====== Given data
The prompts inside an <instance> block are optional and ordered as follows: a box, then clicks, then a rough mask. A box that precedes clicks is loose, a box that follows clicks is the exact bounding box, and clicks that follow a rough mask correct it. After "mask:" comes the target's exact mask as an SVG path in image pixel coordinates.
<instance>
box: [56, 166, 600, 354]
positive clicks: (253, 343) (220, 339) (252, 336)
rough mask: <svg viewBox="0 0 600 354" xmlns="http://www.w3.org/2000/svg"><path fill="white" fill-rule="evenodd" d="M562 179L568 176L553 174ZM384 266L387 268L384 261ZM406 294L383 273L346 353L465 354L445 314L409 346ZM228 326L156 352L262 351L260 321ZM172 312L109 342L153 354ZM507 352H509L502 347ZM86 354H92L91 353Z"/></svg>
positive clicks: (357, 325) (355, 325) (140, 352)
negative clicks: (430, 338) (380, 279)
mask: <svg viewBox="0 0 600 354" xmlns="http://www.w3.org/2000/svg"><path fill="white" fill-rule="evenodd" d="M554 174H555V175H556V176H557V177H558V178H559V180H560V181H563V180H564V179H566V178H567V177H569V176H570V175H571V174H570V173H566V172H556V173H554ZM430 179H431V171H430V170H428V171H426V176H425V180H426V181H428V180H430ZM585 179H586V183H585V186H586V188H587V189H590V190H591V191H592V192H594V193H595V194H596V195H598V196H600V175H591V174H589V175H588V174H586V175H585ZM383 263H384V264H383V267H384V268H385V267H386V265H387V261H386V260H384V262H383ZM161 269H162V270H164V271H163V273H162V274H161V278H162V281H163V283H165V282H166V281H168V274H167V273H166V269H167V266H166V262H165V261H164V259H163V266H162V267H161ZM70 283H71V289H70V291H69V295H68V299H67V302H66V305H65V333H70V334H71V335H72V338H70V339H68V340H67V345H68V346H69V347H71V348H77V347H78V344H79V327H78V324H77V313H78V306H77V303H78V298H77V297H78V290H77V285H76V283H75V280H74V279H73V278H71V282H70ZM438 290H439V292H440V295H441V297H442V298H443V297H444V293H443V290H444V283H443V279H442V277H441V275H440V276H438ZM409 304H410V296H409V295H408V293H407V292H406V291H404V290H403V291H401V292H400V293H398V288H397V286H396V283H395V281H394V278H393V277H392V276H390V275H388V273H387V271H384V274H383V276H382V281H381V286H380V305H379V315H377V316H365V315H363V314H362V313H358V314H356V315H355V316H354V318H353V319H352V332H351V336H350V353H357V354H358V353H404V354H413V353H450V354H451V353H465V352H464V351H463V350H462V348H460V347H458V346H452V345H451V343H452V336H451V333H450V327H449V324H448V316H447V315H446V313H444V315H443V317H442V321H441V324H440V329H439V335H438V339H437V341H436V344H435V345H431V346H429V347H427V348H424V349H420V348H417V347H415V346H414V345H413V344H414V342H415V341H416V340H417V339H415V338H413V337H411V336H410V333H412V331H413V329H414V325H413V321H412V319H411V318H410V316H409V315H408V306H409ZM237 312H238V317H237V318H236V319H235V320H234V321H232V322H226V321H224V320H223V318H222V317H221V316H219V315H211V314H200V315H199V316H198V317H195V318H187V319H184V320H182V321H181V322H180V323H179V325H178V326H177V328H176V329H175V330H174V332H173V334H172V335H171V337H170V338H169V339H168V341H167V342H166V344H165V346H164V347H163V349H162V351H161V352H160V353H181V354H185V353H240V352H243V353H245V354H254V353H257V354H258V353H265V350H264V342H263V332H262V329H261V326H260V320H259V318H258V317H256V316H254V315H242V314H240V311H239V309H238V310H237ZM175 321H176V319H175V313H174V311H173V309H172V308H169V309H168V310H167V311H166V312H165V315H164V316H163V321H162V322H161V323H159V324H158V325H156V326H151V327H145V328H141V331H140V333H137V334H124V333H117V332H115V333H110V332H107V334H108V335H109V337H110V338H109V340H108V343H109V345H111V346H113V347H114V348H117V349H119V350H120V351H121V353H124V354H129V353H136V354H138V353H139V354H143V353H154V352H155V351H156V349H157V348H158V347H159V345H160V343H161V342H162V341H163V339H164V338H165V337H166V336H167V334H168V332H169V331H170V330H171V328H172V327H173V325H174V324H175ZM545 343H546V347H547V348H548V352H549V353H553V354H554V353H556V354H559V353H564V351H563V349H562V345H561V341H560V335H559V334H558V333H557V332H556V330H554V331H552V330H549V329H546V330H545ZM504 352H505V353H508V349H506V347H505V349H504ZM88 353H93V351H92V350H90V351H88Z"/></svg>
============
### Required work
Print each item above again, reproducing every line without any change.

### Output for this exercise
The prompts inside an <instance> block are optional and ordered as follows: a box, then clicks, then a rough mask. A box that precedes clicks is loose, a box that follows clicks is the exact bounding box, and clicks that follow a rough mask correct it. After "mask:" comes the target's exact mask as an SVG path in image pixel coordinates.
<instance>
box: [56, 166, 600, 354]
positive clicks: (253, 343) (220, 339) (252, 336)
rough mask: <svg viewBox="0 0 600 354" xmlns="http://www.w3.org/2000/svg"><path fill="white" fill-rule="evenodd" d="M562 179L568 176L553 174ZM384 266L387 268L384 261ZM406 294L383 273L346 353L465 354L445 314L409 346ZM228 326L156 352L262 351L260 321ZM172 312L109 342L153 354ZM507 352H509L502 347ZM86 354H92L91 353Z"/></svg>
positive clicks: (357, 325) (355, 325) (140, 352)
negative clicks: (430, 338) (380, 279)
mask: <svg viewBox="0 0 600 354" xmlns="http://www.w3.org/2000/svg"><path fill="white" fill-rule="evenodd" d="M554 174H555V175H556V176H557V177H558V178H559V180H560V181H563V180H564V179H566V178H567V177H569V176H570V175H571V174H570V173H566V172H556V173H554ZM430 179H431V171H430V170H428V171H426V176H425V180H426V181H428V180H430ZM585 179H586V183H585V186H586V188H587V189H590V190H591V191H592V192H594V193H595V194H596V195H598V196H600V175H591V174H589V175H588V174H586V175H585ZM383 263H384V264H383V267H384V268H385V267H386V265H387V261H386V260H384V262H383ZM161 269H162V270H164V271H163V273H162V274H161V278H162V281H163V283H165V282H166V281H168V274H167V273H166V269H167V266H166V262H165V261H164V259H163V266H162V267H161ZM70 283H71V289H70V291H69V295H68V299H67V302H66V305H65V333H70V334H71V335H72V338H70V339H68V340H67V345H68V346H69V347H71V348H77V347H78V344H79V327H78V324H77V313H78V306H77V303H78V298H77V297H78V290H77V285H76V283H75V280H74V279H73V278H71V282H70ZM438 290H439V292H440V295H441V297H442V298H443V297H444V293H443V290H444V283H443V279H442V277H441V275H440V276H438ZM409 304H410V296H409V295H408V293H407V292H406V291H404V290H403V291H401V292H400V293H398V288H397V286H396V283H395V281H394V278H393V277H392V276H390V275H388V273H387V271H384V274H383V276H382V281H381V286H380V305H379V315H377V316H365V315H363V314H362V313H358V314H356V315H355V316H354V318H353V319H352V332H351V336H350V353H357V354H358V353H404V354H413V353H450V354H451V353H465V352H464V351H463V350H462V348H460V347H458V346H452V345H451V343H452V336H451V333H450V327H449V324H448V316H447V315H446V313H444V315H443V317H442V321H441V324H440V329H439V335H438V339H437V341H436V344H435V345H431V346H429V347H427V348H424V349H420V348H417V347H415V346H414V345H413V344H414V342H415V341H416V340H417V339H415V338H413V337H411V336H410V333H412V331H413V329H414V325H413V321H412V319H411V318H410V316H409V315H408V306H409ZM237 312H238V317H237V318H236V319H235V320H234V321H232V322H226V321H224V320H223V318H222V317H221V316H219V315H211V314H200V315H199V316H198V317H195V318H187V319H184V320H182V321H181V322H180V323H179V325H178V326H177V328H176V329H175V330H174V332H173V334H172V335H171V337H170V338H169V339H168V341H167V342H166V344H165V346H164V347H163V349H162V351H161V352H160V353H181V354H185V353H240V352H243V353H245V354H254V353H257V354H258V353H265V350H264V342H263V332H262V329H261V326H260V320H259V318H258V317H256V316H254V315H242V314H240V311H239V309H238V310H237ZM175 321H176V319H175V313H174V311H173V309H172V308H169V309H168V310H167V311H166V312H165V315H164V316H163V321H162V322H161V323H159V324H158V325H156V326H151V327H145V328H141V331H140V333H137V334H124V333H117V332H115V333H110V332H107V334H108V335H109V337H110V338H109V340H108V343H109V345H111V346H113V347H114V348H117V349H119V350H120V351H121V353H124V354H129V353H136V354H138V353H139V354H143V353H154V352H155V351H156V349H157V348H158V347H159V345H160V343H161V342H162V341H163V339H164V338H165V337H166V336H167V334H168V332H169V331H170V330H171V328H172V327H173V325H174V324H175ZM545 343H546V347H547V348H548V352H549V353H553V354H554V353H556V354H559V353H564V351H563V349H562V345H561V341H560V335H559V334H558V333H557V332H556V330H554V331H552V330H549V329H546V330H545ZM504 352H505V353H508V349H506V347H505V349H504ZM88 353H93V351H92V350H90V351H88Z"/></svg>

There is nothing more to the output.